Direction
Please update the records from their start through the line that contains "x=296 y=233", replacing "polo shirt" with "golf shirt" and keeping everything else unchanged. Return only those lines.

Dataset records:
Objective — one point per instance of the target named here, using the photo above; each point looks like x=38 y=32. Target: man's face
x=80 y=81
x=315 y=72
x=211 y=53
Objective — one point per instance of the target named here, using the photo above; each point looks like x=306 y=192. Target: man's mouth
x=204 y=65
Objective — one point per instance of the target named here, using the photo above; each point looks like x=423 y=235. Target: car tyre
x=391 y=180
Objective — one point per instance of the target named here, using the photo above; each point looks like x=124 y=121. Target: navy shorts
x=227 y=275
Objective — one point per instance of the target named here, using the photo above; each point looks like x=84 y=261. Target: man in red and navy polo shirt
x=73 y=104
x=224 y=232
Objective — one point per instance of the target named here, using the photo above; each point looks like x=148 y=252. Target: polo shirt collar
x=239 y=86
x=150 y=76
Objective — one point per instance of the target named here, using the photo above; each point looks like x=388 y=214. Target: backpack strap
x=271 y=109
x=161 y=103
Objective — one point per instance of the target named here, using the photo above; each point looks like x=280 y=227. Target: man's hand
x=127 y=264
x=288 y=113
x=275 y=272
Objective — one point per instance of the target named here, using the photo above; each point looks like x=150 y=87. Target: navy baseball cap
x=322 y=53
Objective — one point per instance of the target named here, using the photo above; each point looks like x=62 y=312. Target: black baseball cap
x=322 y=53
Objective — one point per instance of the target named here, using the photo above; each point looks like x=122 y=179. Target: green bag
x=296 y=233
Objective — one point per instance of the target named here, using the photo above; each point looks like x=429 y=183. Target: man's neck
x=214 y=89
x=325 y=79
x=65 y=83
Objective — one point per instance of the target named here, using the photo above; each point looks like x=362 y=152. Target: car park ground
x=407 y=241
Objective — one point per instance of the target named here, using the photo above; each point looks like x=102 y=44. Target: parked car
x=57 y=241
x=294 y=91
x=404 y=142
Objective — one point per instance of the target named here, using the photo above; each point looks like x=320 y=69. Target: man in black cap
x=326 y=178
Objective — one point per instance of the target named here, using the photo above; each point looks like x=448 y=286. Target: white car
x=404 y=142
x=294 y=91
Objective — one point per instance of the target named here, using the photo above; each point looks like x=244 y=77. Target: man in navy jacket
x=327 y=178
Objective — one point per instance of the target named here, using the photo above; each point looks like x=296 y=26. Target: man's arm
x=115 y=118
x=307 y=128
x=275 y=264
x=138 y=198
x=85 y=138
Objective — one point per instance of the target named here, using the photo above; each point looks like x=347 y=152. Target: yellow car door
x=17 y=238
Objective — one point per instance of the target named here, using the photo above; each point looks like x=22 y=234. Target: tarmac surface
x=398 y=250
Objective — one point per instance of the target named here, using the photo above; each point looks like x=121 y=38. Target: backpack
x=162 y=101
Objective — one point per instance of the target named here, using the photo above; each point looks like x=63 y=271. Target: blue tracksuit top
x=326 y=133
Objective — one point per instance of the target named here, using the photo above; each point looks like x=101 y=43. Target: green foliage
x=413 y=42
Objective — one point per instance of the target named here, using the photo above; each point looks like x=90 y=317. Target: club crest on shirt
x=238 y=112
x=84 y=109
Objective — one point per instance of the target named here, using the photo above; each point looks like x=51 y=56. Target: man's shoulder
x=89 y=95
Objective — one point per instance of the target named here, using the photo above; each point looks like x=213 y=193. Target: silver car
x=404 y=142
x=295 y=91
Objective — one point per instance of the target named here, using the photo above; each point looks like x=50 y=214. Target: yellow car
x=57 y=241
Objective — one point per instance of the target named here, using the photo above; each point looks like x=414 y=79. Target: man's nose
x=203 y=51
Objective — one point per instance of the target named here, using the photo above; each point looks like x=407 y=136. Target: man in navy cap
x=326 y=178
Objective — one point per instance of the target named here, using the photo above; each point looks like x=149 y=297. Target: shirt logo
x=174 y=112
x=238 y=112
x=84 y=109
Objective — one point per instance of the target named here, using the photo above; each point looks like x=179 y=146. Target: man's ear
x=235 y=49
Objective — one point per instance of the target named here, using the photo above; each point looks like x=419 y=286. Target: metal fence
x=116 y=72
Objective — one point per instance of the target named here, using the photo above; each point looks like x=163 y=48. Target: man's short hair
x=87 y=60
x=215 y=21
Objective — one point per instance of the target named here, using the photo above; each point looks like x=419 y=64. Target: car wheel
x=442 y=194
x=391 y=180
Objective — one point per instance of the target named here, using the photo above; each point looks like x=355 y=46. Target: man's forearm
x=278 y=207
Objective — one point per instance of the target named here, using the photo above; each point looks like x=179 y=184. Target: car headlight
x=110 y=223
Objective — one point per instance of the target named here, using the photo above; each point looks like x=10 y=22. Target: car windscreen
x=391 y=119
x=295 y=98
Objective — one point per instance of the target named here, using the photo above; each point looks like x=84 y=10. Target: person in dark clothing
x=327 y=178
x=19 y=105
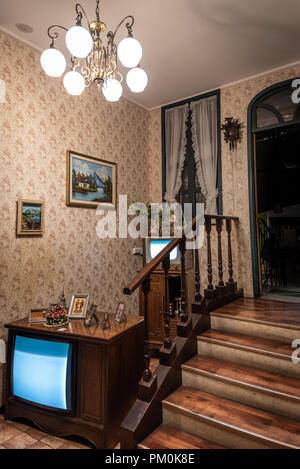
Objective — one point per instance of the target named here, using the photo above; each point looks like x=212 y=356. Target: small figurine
x=62 y=300
x=105 y=323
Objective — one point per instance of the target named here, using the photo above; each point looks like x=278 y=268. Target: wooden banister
x=151 y=266
x=146 y=413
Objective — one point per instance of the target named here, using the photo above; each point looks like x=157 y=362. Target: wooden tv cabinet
x=108 y=366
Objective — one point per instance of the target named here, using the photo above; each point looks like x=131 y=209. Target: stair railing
x=214 y=296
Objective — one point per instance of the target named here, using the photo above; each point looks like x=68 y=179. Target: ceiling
x=190 y=46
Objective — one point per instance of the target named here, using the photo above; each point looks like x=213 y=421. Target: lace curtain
x=205 y=145
x=175 y=137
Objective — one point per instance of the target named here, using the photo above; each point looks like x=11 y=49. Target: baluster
x=166 y=268
x=219 y=227
x=182 y=248
x=198 y=296
x=209 y=262
x=230 y=265
x=147 y=375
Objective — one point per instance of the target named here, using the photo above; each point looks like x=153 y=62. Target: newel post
x=168 y=352
x=231 y=283
x=209 y=261
x=184 y=326
x=219 y=227
x=148 y=384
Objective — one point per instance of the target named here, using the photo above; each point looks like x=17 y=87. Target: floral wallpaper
x=38 y=123
x=154 y=156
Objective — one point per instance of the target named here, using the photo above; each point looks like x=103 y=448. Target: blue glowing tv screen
x=42 y=372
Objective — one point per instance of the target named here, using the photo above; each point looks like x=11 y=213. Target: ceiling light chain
x=100 y=61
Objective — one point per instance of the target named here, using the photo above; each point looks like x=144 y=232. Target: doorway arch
x=262 y=103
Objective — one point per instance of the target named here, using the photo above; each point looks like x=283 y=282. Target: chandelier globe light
x=94 y=62
x=53 y=62
x=137 y=80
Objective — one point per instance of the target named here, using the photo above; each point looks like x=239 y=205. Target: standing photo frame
x=120 y=315
x=90 y=181
x=78 y=306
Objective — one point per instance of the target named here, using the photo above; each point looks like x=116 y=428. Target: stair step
x=253 y=351
x=167 y=437
x=251 y=386
x=228 y=423
x=275 y=320
x=277 y=313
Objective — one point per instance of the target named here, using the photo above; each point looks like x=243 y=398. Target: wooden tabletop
x=76 y=328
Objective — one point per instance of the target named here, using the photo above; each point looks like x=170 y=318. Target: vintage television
x=153 y=246
x=42 y=372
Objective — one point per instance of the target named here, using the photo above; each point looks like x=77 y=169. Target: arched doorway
x=274 y=185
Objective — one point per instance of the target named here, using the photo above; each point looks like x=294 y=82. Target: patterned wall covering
x=38 y=123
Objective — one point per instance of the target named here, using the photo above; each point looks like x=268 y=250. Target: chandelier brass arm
x=93 y=61
x=55 y=34
x=111 y=35
x=80 y=10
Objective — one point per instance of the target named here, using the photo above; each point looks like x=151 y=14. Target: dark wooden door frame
x=252 y=178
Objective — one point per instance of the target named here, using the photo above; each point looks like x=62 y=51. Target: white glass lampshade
x=112 y=90
x=53 y=62
x=137 y=80
x=79 y=42
x=74 y=83
x=130 y=52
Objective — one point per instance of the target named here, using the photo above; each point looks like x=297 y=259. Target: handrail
x=151 y=266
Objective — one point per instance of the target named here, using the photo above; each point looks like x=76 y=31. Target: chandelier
x=92 y=61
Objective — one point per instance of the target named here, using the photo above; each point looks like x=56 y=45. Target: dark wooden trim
x=251 y=129
x=149 y=268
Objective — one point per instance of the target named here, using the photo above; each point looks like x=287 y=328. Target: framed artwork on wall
x=30 y=218
x=90 y=181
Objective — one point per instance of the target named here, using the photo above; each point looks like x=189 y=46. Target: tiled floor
x=15 y=435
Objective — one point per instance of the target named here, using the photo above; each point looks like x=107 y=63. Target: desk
x=107 y=367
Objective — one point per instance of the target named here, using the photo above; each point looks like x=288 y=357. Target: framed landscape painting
x=30 y=220
x=90 y=181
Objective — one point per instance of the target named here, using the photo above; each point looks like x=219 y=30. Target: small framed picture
x=120 y=315
x=30 y=219
x=37 y=315
x=78 y=306
x=91 y=315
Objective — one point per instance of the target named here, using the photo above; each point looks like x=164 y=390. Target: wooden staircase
x=242 y=390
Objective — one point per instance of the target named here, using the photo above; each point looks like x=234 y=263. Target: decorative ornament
x=232 y=131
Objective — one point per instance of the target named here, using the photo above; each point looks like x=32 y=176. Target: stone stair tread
x=277 y=313
x=260 y=425
x=245 y=375
x=253 y=343
x=167 y=437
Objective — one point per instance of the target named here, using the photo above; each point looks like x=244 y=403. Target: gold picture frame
x=78 y=306
x=30 y=217
x=91 y=182
x=37 y=316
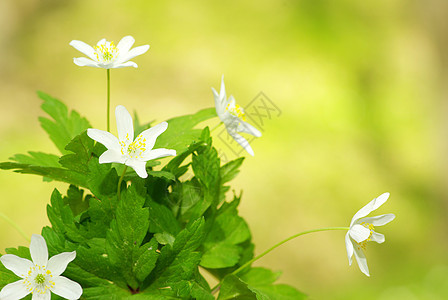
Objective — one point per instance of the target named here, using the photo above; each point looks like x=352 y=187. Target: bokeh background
x=362 y=90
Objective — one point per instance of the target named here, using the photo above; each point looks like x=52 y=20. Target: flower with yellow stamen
x=40 y=277
x=108 y=56
x=127 y=150
x=362 y=231
x=234 y=118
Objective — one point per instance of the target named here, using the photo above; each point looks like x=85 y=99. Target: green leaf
x=62 y=127
x=147 y=258
x=230 y=170
x=57 y=174
x=62 y=219
x=223 y=245
x=37 y=159
x=220 y=255
x=164 y=238
x=233 y=288
x=126 y=234
x=81 y=147
x=260 y=276
x=179 y=262
x=161 y=219
x=181 y=132
x=75 y=199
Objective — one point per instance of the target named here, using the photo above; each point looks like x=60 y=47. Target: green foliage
x=150 y=240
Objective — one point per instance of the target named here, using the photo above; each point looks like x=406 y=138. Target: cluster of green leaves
x=153 y=242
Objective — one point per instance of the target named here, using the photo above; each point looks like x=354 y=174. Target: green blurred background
x=362 y=91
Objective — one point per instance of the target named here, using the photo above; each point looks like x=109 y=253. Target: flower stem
x=215 y=289
x=120 y=181
x=17 y=227
x=216 y=127
x=108 y=100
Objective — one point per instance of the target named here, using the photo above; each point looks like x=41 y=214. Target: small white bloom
x=233 y=117
x=127 y=150
x=362 y=231
x=41 y=277
x=108 y=56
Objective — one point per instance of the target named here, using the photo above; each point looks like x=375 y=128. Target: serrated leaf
x=161 y=219
x=220 y=255
x=62 y=219
x=181 y=132
x=178 y=262
x=230 y=170
x=234 y=288
x=58 y=174
x=146 y=261
x=62 y=127
x=127 y=233
x=164 y=238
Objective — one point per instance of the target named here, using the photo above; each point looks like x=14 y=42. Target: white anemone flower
x=234 y=118
x=362 y=231
x=127 y=150
x=41 y=277
x=108 y=56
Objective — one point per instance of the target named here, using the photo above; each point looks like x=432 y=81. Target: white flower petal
x=378 y=220
x=37 y=296
x=371 y=206
x=19 y=266
x=15 y=290
x=138 y=166
x=85 y=62
x=153 y=133
x=123 y=65
x=125 y=127
x=84 y=48
x=111 y=156
x=39 y=250
x=361 y=260
x=66 y=288
x=243 y=142
x=359 y=233
x=222 y=91
x=125 y=44
x=378 y=237
x=106 y=138
x=58 y=263
x=101 y=42
x=158 y=153
x=247 y=128
x=349 y=247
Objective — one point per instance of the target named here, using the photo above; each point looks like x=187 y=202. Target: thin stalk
x=119 y=183
x=17 y=227
x=108 y=100
x=215 y=289
x=216 y=127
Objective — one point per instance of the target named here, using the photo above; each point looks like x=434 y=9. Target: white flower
x=41 y=277
x=362 y=231
x=233 y=117
x=127 y=150
x=108 y=56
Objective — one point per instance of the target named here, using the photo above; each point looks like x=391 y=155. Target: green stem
x=108 y=100
x=17 y=227
x=119 y=183
x=216 y=127
x=215 y=289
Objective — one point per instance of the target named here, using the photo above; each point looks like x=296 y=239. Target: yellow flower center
x=38 y=280
x=369 y=226
x=106 y=52
x=236 y=111
x=134 y=149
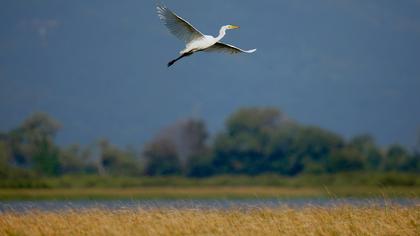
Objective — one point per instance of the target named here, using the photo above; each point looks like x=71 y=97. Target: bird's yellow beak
x=233 y=27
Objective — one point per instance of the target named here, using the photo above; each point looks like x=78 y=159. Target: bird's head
x=232 y=27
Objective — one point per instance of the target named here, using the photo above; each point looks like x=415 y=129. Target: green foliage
x=161 y=159
x=45 y=158
x=255 y=142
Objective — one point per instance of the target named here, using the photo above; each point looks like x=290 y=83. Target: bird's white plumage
x=223 y=47
x=178 y=26
x=195 y=40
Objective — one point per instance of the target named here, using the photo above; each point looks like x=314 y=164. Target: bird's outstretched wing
x=227 y=48
x=178 y=26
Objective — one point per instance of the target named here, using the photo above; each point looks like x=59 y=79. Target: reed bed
x=309 y=220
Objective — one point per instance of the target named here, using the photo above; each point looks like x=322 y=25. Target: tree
x=397 y=159
x=242 y=149
x=161 y=158
x=118 y=162
x=188 y=138
x=32 y=144
x=344 y=160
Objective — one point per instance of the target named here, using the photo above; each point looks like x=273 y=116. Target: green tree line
x=254 y=141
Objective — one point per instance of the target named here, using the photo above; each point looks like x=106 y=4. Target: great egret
x=195 y=41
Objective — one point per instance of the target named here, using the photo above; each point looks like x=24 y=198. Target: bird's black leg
x=179 y=58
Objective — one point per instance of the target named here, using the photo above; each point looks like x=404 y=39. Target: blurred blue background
x=99 y=67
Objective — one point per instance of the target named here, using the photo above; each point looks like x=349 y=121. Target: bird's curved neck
x=222 y=33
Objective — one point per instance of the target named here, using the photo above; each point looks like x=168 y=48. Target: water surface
x=22 y=206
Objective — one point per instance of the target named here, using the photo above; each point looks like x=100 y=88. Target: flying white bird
x=195 y=41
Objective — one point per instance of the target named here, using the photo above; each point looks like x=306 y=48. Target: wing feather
x=227 y=48
x=179 y=27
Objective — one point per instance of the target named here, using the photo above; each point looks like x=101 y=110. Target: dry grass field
x=339 y=220
x=207 y=192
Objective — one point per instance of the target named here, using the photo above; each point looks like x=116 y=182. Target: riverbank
x=208 y=192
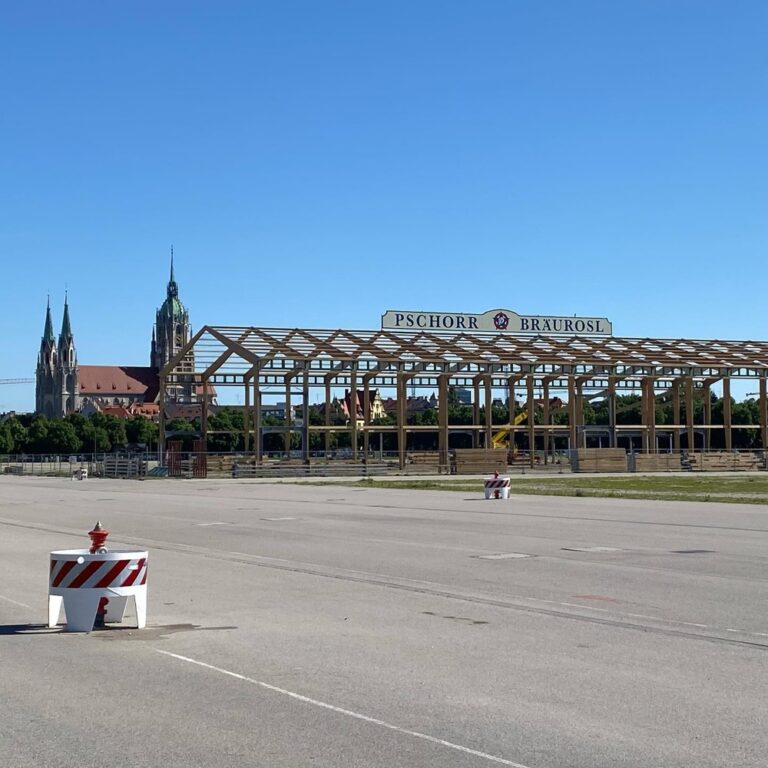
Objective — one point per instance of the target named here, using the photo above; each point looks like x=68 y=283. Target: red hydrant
x=98 y=538
x=98 y=546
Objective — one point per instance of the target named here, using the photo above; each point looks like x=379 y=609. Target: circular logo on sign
x=501 y=321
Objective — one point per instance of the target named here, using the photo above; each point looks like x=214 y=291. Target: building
x=64 y=386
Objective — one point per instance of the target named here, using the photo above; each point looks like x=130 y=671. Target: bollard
x=497 y=487
x=94 y=584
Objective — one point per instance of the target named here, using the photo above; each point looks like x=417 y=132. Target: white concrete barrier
x=85 y=581
x=497 y=488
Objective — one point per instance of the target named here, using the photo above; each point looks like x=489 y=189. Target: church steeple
x=173 y=289
x=48 y=336
x=66 y=327
x=171 y=329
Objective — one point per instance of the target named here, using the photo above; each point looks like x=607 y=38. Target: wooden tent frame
x=299 y=360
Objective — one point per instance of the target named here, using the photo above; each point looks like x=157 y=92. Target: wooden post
x=442 y=419
x=763 y=410
x=707 y=415
x=287 y=416
x=572 y=411
x=258 y=432
x=727 y=422
x=488 y=413
x=402 y=389
x=531 y=421
x=676 y=415
x=353 y=410
x=689 y=412
x=305 y=416
x=366 y=414
x=247 y=413
x=612 y=411
x=161 y=431
x=327 y=416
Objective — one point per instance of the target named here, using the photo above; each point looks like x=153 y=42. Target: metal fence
x=341 y=464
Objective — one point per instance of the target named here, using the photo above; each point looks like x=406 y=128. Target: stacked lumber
x=599 y=460
x=478 y=461
x=424 y=461
x=724 y=461
x=123 y=466
x=657 y=462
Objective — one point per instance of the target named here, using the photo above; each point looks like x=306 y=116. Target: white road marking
x=208 y=525
x=15 y=602
x=591 y=549
x=347 y=712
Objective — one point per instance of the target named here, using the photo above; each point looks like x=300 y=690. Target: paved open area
x=328 y=626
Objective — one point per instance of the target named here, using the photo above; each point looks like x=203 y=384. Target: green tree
x=140 y=429
x=6 y=439
x=18 y=433
x=37 y=440
x=62 y=438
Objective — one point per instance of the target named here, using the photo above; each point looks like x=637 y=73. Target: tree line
x=101 y=433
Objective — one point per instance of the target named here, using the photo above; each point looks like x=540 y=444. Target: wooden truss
x=297 y=360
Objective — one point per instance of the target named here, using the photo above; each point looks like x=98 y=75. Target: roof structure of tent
x=584 y=366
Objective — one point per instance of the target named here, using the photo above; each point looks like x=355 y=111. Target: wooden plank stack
x=657 y=462
x=724 y=461
x=478 y=461
x=599 y=460
x=424 y=461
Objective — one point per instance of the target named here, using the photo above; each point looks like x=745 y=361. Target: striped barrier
x=497 y=488
x=96 y=583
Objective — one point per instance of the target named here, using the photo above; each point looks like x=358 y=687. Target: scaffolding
x=298 y=361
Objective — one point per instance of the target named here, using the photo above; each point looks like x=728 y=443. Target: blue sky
x=316 y=163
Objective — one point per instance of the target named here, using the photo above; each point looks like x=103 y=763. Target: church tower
x=66 y=375
x=171 y=331
x=47 y=365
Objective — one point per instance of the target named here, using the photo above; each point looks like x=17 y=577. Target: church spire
x=173 y=289
x=66 y=327
x=48 y=332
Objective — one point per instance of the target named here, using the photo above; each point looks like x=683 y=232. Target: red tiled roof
x=115 y=380
x=121 y=412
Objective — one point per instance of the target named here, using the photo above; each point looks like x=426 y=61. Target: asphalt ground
x=301 y=625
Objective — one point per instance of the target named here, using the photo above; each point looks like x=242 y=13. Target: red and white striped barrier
x=497 y=488
x=86 y=582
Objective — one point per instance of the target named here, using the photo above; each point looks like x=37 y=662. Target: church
x=63 y=386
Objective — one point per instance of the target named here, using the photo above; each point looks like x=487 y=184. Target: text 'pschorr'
x=495 y=321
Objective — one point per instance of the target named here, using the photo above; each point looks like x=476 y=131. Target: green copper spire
x=48 y=332
x=173 y=289
x=66 y=328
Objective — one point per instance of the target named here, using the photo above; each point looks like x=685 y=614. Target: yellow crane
x=501 y=438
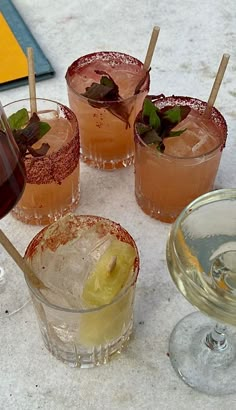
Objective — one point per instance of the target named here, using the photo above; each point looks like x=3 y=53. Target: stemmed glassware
x=12 y=182
x=201 y=258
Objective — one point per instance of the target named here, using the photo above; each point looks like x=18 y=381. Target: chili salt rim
x=80 y=222
x=114 y=57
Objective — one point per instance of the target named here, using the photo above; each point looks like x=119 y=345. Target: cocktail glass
x=201 y=257
x=80 y=335
x=52 y=187
x=106 y=127
x=165 y=182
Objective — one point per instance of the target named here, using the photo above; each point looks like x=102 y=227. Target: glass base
x=206 y=370
x=13 y=293
x=76 y=355
x=107 y=165
x=40 y=217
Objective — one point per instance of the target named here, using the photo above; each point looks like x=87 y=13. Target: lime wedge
x=110 y=274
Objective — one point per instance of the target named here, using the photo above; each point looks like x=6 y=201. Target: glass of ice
x=52 y=180
x=165 y=182
x=106 y=125
x=89 y=267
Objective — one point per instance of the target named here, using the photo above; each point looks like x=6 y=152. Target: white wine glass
x=201 y=258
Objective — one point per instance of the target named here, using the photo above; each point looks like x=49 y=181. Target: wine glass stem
x=2 y=280
x=216 y=340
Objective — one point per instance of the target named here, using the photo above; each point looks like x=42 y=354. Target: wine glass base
x=14 y=293
x=206 y=370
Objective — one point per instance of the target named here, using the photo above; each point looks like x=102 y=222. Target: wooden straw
x=13 y=252
x=151 y=47
x=217 y=83
x=31 y=76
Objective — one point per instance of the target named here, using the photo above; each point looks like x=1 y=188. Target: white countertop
x=193 y=37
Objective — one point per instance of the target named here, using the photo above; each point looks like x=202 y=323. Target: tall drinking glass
x=52 y=180
x=165 y=182
x=106 y=125
x=13 y=295
x=201 y=257
x=89 y=266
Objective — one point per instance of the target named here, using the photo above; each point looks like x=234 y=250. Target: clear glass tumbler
x=164 y=183
x=106 y=127
x=52 y=180
x=80 y=336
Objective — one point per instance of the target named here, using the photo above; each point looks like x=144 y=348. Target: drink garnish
x=108 y=91
x=27 y=131
x=154 y=124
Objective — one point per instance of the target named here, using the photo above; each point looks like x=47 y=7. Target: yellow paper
x=13 y=60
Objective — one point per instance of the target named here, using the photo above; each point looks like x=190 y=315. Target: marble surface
x=193 y=37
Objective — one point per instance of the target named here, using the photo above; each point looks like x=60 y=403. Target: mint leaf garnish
x=155 y=124
x=27 y=131
x=18 y=119
x=100 y=94
x=44 y=127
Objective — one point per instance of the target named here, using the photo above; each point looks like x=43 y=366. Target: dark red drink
x=12 y=175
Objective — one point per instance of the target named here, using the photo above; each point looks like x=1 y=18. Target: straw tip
x=226 y=56
x=156 y=28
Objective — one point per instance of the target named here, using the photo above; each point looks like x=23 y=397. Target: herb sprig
x=154 y=124
x=100 y=94
x=27 y=131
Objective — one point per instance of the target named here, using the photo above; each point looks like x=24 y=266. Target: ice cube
x=66 y=270
x=201 y=136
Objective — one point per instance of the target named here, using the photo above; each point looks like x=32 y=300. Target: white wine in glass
x=201 y=258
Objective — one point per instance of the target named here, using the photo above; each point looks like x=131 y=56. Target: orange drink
x=106 y=119
x=52 y=180
x=165 y=182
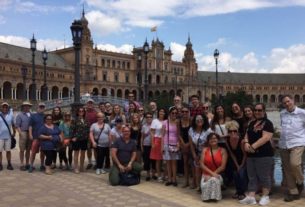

Full response
Objective — one point per instance of the target named here, using the photo above; each point looks like x=38 y=32. Target: man's face
x=80 y=81
x=315 y=72
x=211 y=53
Objective — one point per instance of the target named here, using the photo above; each point looks like x=306 y=192. Target: man's mouth
x=204 y=65
Objective — one point per instance of the target named here, using the photo above; each point looks like x=423 y=235. Target: car tyre
x=391 y=180
Objective — one point per instance of the target named here, using the photo above; each point looks like x=124 y=121. Target: navy shorts
x=227 y=275
Objective — one point per instance of the target named here, using the photo above; each point looks like x=84 y=261. Target: man in red and navy golf shirt
x=73 y=104
x=224 y=232
Objective — one point per instance of the target named here, using the photo above; each point looks like x=148 y=252. Target: golf shirt collar
x=239 y=86
x=150 y=76
Objective — one point per instance of the target named here, using the photo above; each point looks like x=388 y=214. Target: backpack strap
x=271 y=109
x=161 y=103
Objective — one point per instance of the target named here, using the photo above; each point looks like x=280 y=227. Target: man's hand
x=127 y=264
x=288 y=113
x=275 y=272
Objective — one point per instance of the target named here, using the photo above; each point looks like x=150 y=87. Target: navy baseball cap
x=322 y=53
Objective — one point per instance of the target named here, using the photo above; each point looks like x=62 y=312. Target: black baseball cap
x=322 y=53
Objective — one point per instance of the target named here, using the photo above; each point looks like x=122 y=179. Target: green bag
x=296 y=233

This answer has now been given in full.